··· INPUT RECORDS

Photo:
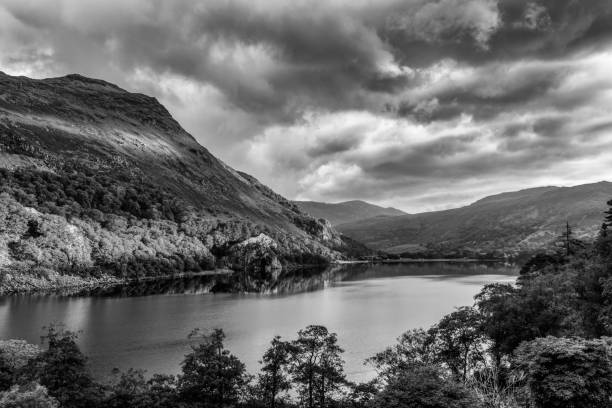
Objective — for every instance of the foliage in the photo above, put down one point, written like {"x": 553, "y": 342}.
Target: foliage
{"x": 211, "y": 376}
{"x": 414, "y": 349}
{"x": 61, "y": 368}
{"x": 458, "y": 341}
{"x": 27, "y": 396}
{"x": 316, "y": 365}
{"x": 274, "y": 377}
{"x": 424, "y": 387}
{"x": 566, "y": 373}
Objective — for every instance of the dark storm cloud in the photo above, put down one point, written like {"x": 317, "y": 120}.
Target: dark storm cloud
{"x": 325, "y": 100}
{"x": 542, "y": 29}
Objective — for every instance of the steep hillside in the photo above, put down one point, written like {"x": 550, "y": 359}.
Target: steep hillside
{"x": 348, "y": 211}
{"x": 507, "y": 223}
{"x": 98, "y": 181}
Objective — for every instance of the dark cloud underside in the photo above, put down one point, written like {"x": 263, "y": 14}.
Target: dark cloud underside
{"x": 417, "y": 103}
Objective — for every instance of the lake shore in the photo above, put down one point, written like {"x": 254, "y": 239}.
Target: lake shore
{"x": 19, "y": 284}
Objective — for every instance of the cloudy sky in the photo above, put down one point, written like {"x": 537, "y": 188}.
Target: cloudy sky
{"x": 419, "y": 104}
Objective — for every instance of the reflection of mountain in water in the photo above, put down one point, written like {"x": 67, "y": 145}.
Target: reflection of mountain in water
{"x": 296, "y": 281}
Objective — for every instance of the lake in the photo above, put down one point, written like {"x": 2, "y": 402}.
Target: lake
{"x": 146, "y": 325}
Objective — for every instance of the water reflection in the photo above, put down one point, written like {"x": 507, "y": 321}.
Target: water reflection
{"x": 292, "y": 282}
{"x": 145, "y": 325}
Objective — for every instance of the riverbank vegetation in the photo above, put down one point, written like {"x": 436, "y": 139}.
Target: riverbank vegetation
{"x": 544, "y": 342}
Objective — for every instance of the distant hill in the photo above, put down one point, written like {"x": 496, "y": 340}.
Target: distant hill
{"x": 98, "y": 181}
{"x": 348, "y": 211}
{"x": 507, "y": 223}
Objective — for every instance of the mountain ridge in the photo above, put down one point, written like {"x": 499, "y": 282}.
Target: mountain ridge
{"x": 96, "y": 180}
{"x": 504, "y": 224}
{"x": 345, "y": 211}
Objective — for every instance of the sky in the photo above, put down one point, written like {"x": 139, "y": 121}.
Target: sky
{"x": 417, "y": 104}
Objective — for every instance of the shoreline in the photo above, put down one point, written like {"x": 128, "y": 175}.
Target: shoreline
{"x": 30, "y": 285}
{"x": 419, "y": 260}
{"x": 15, "y": 285}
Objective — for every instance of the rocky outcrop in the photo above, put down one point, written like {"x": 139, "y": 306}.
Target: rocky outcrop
{"x": 97, "y": 181}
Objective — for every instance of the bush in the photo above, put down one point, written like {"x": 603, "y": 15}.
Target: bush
{"x": 563, "y": 372}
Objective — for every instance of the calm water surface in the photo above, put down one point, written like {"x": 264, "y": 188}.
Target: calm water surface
{"x": 369, "y": 306}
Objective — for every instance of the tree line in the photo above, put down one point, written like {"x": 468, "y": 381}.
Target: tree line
{"x": 543, "y": 342}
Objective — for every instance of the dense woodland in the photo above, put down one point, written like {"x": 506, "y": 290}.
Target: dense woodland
{"x": 86, "y": 223}
{"x": 541, "y": 343}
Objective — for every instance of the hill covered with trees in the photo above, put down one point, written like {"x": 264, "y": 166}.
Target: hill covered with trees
{"x": 544, "y": 342}
{"x": 100, "y": 184}
{"x": 507, "y": 224}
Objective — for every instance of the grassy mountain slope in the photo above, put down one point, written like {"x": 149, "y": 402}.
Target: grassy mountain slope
{"x": 506, "y": 223}
{"x": 348, "y": 211}
{"x": 95, "y": 180}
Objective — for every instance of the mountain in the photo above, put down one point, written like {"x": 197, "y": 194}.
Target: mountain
{"x": 507, "y": 223}
{"x": 97, "y": 182}
{"x": 348, "y": 211}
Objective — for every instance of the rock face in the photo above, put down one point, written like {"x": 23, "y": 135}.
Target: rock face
{"x": 98, "y": 181}
{"x": 504, "y": 224}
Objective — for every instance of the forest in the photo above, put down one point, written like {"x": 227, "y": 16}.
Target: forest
{"x": 89, "y": 224}
{"x": 541, "y": 343}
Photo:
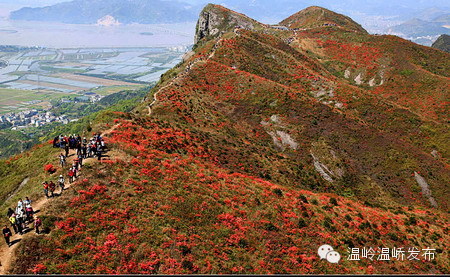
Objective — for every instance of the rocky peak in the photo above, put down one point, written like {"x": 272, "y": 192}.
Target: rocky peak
{"x": 215, "y": 20}
{"x": 314, "y": 16}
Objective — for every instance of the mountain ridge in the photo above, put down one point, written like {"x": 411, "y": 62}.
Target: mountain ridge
{"x": 264, "y": 144}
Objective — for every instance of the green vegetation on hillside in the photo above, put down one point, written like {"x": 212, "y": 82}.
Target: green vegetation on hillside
{"x": 259, "y": 148}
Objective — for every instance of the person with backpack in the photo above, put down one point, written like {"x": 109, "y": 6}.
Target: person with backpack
{"x": 99, "y": 152}
{"x": 20, "y": 204}
{"x": 9, "y": 212}
{"x": 27, "y": 201}
{"x": 71, "y": 175}
{"x": 45, "y": 185}
{"x": 29, "y": 212}
{"x": 52, "y": 187}
{"x": 20, "y": 221}
{"x": 7, "y": 235}
{"x": 37, "y": 224}
{"x": 12, "y": 220}
{"x": 14, "y": 223}
{"x": 80, "y": 160}
{"x": 61, "y": 183}
{"x": 66, "y": 148}
{"x": 62, "y": 160}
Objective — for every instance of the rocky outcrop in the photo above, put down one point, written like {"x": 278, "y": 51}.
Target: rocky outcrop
{"x": 216, "y": 20}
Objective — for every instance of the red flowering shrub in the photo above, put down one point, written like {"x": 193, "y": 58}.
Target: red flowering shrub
{"x": 49, "y": 168}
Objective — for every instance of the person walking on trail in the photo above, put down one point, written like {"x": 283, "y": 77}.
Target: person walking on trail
{"x": 29, "y": 212}
{"x": 71, "y": 175}
{"x": 20, "y": 221}
{"x": 84, "y": 150}
{"x": 27, "y": 201}
{"x": 45, "y": 184}
{"x": 20, "y": 204}
{"x": 99, "y": 152}
{"x": 10, "y": 212}
{"x": 52, "y": 187}
{"x": 75, "y": 164}
{"x": 62, "y": 160}
{"x": 66, "y": 148}
{"x": 12, "y": 220}
{"x": 61, "y": 183}
{"x": 7, "y": 235}
{"x": 80, "y": 160}
{"x": 37, "y": 224}
{"x": 16, "y": 226}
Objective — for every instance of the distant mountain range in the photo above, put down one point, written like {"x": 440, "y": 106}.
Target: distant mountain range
{"x": 423, "y": 31}
{"x": 130, "y": 11}
{"x": 442, "y": 43}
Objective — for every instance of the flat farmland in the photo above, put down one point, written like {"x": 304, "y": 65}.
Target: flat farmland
{"x": 93, "y": 80}
{"x": 13, "y": 100}
{"x": 34, "y": 77}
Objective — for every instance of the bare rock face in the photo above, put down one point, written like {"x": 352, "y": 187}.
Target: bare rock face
{"x": 216, "y": 20}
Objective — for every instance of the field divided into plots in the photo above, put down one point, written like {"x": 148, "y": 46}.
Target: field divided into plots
{"x": 33, "y": 78}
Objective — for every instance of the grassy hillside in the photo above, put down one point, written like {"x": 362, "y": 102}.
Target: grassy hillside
{"x": 262, "y": 146}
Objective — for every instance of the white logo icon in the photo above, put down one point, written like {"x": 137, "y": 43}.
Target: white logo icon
{"x": 323, "y": 250}
{"x": 327, "y": 252}
{"x": 333, "y": 257}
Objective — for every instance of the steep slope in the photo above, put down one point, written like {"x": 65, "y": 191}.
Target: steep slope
{"x": 215, "y": 20}
{"x": 261, "y": 146}
{"x": 319, "y": 17}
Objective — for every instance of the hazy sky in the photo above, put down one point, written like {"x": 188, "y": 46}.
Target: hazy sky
{"x": 272, "y": 10}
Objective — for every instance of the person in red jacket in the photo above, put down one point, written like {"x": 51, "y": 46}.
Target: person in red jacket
{"x": 37, "y": 224}
{"x": 45, "y": 184}
{"x": 7, "y": 234}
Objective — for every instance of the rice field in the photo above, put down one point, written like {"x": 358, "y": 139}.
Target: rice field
{"x": 39, "y": 76}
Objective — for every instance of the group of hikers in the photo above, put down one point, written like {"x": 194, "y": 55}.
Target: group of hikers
{"x": 84, "y": 149}
{"x": 23, "y": 215}
{"x": 20, "y": 218}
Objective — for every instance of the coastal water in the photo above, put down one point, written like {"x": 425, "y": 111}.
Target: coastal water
{"x": 59, "y": 35}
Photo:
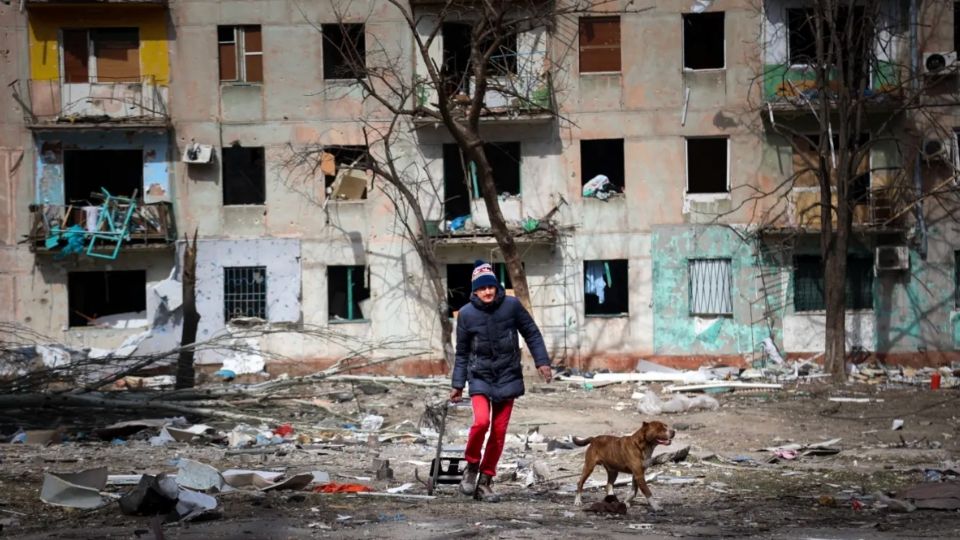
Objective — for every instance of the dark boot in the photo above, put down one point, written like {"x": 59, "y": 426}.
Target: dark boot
{"x": 485, "y": 491}
{"x": 468, "y": 485}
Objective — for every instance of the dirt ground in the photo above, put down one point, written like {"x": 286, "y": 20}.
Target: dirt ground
{"x": 726, "y": 488}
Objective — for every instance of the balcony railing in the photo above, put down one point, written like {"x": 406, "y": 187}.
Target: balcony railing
{"x": 56, "y": 226}
{"x": 57, "y": 103}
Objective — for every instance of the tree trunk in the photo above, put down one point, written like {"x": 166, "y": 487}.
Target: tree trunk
{"x": 191, "y": 319}
{"x": 834, "y": 292}
{"x": 511, "y": 255}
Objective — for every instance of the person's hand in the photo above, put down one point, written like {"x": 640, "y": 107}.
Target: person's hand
{"x": 546, "y": 373}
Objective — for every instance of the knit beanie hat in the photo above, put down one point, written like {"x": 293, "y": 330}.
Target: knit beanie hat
{"x": 483, "y": 276}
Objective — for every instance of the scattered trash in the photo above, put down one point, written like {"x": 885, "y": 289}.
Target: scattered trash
{"x": 933, "y": 495}
{"x": 75, "y": 490}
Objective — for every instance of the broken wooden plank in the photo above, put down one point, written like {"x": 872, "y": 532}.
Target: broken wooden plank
{"x": 722, "y": 384}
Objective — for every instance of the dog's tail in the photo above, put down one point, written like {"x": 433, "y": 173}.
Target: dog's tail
{"x": 582, "y": 442}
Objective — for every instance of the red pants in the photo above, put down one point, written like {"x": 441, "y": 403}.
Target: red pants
{"x": 483, "y": 410}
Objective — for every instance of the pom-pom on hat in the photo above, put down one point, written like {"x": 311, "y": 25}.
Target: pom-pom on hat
{"x": 483, "y": 276}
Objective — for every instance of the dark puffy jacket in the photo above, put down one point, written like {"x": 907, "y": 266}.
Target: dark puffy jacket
{"x": 488, "y": 351}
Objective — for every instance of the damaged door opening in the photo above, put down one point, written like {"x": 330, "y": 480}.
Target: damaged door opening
{"x": 86, "y": 171}
{"x": 94, "y": 295}
{"x": 460, "y": 176}
{"x": 348, "y": 289}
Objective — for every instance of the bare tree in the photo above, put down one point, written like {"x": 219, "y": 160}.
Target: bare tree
{"x": 844, "y": 68}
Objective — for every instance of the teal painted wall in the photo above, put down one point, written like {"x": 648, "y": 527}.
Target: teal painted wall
{"x": 675, "y": 330}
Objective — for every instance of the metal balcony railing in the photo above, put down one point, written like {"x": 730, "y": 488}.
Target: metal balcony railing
{"x": 55, "y": 226}
{"x": 56, "y": 102}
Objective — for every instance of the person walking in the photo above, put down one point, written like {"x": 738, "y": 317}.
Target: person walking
{"x": 488, "y": 355}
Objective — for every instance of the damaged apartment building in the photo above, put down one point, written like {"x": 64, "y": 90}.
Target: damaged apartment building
{"x": 641, "y": 137}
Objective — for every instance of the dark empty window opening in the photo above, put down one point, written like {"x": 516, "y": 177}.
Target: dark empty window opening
{"x": 344, "y": 51}
{"x": 457, "y": 51}
{"x": 707, "y": 165}
{"x": 606, "y": 290}
{"x": 116, "y": 55}
{"x": 460, "y": 176}
{"x": 599, "y": 44}
{"x": 98, "y": 294}
{"x": 241, "y": 53}
{"x": 802, "y": 37}
{"x": 244, "y": 175}
{"x": 85, "y": 172}
{"x": 345, "y": 156}
{"x": 459, "y": 283}
{"x": 603, "y": 156}
{"x": 703, "y": 41}
{"x": 808, "y": 283}
{"x": 244, "y": 292}
{"x": 347, "y": 289}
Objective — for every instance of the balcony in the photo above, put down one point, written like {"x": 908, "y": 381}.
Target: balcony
{"x": 56, "y": 104}
{"x": 101, "y": 231}
{"x": 792, "y": 89}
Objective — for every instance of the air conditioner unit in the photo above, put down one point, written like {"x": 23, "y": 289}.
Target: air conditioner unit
{"x": 939, "y": 63}
{"x": 936, "y": 150}
{"x": 892, "y": 258}
{"x": 197, "y": 153}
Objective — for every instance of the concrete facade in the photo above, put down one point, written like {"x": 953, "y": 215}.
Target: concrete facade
{"x": 653, "y": 104}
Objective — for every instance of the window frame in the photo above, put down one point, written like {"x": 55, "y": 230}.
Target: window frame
{"x": 712, "y": 195}
{"x": 729, "y": 287}
{"x": 223, "y": 176}
{"x": 240, "y": 53}
{"x": 608, "y": 290}
{"x": 227, "y": 318}
{"x": 581, "y": 46}
{"x": 344, "y": 30}
{"x": 92, "y": 76}
{"x": 365, "y": 277}
{"x": 683, "y": 24}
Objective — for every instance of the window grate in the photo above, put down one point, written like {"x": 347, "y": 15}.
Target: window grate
{"x": 244, "y": 292}
{"x": 710, "y": 287}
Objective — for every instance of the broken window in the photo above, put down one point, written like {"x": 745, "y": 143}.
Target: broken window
{"x": 808, "y": 283}
{"x": 93, "y": 295}
{"x": 802, "y": 41}
{"x": 348, "y": 289}
{"x": 344, "y": 51}
{"x": 457, "y": 49}
{"x": 244, "y": 175}
{"x": 101, "y": 55}
{"x": 335, "y": 161}
{"x": 599, "y": 44}
{"x": 244, "y": 292}
{"x": 603, "y": 157}
{"x": 85, "y": 172}
{"x": 707, "y": 165}
{"x": 606, "y": 290}
{"x": 460, "y": 176}
{"x": 241, "y": 53}
{"x": 710, "y": 282}
{"x": 703, "y": 41}
{"x": 459, "y": 283}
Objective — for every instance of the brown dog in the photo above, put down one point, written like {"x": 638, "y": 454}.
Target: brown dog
{"x": 629, "y": 454}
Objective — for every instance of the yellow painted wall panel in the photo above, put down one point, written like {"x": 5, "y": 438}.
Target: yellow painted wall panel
{"x": 45, "y": 23}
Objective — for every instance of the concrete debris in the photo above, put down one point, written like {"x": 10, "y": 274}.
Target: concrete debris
{"x": 75, "y": 490}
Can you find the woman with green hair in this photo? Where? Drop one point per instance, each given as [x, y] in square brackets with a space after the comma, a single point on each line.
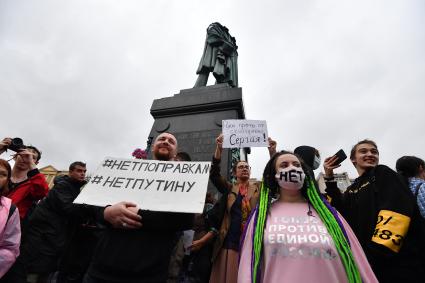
[298, 237]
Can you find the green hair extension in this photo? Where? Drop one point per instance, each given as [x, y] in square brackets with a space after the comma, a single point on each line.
[341, 244]
[334, 230]
[260, 222]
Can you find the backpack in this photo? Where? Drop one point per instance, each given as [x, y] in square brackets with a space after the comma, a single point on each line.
[11, 211]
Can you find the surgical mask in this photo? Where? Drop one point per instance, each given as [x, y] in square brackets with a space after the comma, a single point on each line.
[316, 162]
[291, 178]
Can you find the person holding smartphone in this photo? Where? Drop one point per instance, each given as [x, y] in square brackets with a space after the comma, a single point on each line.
[381, 212]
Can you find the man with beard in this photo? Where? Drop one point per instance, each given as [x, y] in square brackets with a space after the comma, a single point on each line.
[381, 211]
[54, 222]
[138, 246]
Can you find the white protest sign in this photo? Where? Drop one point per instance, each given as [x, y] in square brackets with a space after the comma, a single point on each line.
[244, 133]
[151, 184]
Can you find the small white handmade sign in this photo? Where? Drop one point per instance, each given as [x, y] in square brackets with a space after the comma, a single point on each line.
[151, 184]
[245, 133]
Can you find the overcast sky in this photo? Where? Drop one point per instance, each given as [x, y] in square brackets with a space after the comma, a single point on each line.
[78, 78]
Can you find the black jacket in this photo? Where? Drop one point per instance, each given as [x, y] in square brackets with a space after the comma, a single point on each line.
[377, 206]
[53, 223]
[140, 255]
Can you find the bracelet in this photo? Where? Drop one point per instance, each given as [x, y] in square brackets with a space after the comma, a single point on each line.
[329, 178]
[235, 194]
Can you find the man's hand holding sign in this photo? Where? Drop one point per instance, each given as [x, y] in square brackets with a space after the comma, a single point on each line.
[138, 187]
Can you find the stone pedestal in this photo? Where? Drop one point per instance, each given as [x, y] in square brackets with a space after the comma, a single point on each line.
[194, 116]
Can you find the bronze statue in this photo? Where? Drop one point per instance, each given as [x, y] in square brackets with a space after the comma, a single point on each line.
[220, 57]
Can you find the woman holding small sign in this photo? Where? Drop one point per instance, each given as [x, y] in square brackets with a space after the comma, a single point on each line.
[240, 198]
[299, 237]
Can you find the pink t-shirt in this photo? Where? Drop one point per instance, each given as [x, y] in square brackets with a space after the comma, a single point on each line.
[298, 248]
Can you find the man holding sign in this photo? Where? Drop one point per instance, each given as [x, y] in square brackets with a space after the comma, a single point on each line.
[138, 246]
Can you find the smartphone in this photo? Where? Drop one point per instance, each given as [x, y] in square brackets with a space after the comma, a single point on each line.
[341, 156]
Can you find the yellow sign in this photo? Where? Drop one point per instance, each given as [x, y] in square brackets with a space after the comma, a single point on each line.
[390, 230]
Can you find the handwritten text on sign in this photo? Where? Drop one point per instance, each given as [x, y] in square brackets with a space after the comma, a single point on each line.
[245, 133]
[151, 184]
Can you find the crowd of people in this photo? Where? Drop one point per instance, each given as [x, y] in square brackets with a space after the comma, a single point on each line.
[282, 229]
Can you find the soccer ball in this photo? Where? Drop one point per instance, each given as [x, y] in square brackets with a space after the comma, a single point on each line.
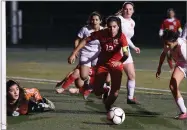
[116, 115]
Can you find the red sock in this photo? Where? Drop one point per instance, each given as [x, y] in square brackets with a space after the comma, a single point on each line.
[170, 64]
[68, 82]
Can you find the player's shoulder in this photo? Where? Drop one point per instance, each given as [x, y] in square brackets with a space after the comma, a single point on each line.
[119, 16]
[122, 37]
[181, 41]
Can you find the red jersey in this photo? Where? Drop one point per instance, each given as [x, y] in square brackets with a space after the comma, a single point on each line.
[110, 47]
[170, 24]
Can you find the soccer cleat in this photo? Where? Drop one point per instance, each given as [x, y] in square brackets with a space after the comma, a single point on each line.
[59, 84]
[106, 93]
[59, 90]
[181, 116]
[132, 101]
[86, 93]
[50, 104]
[107, 107]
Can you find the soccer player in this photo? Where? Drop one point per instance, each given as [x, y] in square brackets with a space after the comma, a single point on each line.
[80, 88]
[89, 53]
[21, 101]
[110, 59]
[128, 24]
[173, 24]
[184, 32]
[177, 47]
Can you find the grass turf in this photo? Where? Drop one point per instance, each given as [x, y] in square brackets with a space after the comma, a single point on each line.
[155, 112]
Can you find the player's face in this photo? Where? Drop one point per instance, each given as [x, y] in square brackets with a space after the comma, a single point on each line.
[171, 14]
[170, 45]
[113, 28]
[128, 11]
[95, 20]
[13, 92]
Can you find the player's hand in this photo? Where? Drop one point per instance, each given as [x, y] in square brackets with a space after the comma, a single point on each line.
[158, 73]
[116, 63]
[71, 59]
[137, 50]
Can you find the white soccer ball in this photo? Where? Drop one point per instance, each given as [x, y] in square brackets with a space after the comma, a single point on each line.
[116, 115]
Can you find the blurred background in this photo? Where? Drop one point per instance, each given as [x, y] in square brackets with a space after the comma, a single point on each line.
[56, 24]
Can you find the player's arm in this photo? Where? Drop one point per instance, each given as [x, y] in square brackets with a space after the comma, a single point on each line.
[125, 48]
[77, 41]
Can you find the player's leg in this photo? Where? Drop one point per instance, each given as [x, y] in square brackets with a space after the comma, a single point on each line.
[72, 77]
[63, 80]
[99, 80]
[176, 78]
[169, 60]
[79, 87]
[116, 75]
[85, 65]
[108, 80]
[129, 69]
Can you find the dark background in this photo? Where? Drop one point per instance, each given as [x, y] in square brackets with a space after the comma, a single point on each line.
[55, 24]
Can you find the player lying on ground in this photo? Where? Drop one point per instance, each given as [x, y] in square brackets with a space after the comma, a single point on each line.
[173, 24]
[110, 59]
[74, 76]
[21, 101]
[89, 53]
[177, 47]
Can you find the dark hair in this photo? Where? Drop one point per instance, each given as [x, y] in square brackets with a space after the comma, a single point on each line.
[168, 11]
[9, 84]
[95, 13]
[170, 36]
[117, 20]
[128, 2]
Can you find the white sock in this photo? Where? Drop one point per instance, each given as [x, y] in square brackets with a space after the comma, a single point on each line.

······

## PROMPT
The lines above from the one containing "Target: broken window" through the one containing "Objective — for every instance of the brown" are to be set down exactly, and no others.

## RESPONSE TO THIS TASK
Target: broken window
{"x": 808, "y": 283}
{"x": 93, "y": 295}
{"x": 802, "y": 41}
{"x": 348, "y": 289}
{"x": 344, "y": 51}
{"x": 457, "y": 49}
{"x": 244, "y": 175}
{"x": 101, "y": 55}
{"x": 335, "y": 161}
{"x": 599, "y": 44}
{"x": 244, "y": 292}
{"x": 603, "y": 157}
{"x": 85, "y": 172}
{"x": 707, "y": 165}
{"x": 606, "y": 290}
{"x": 460, "y": 176}
{"x": 241, "y": 53}
{"x": 710, "y": 282}
{"x": 703, "y": 41}
{"x": 459, "y": 283}
Objective — for every instance of the brown dog in the photo above, put down one point, written like {"x": 638, "y": 454}.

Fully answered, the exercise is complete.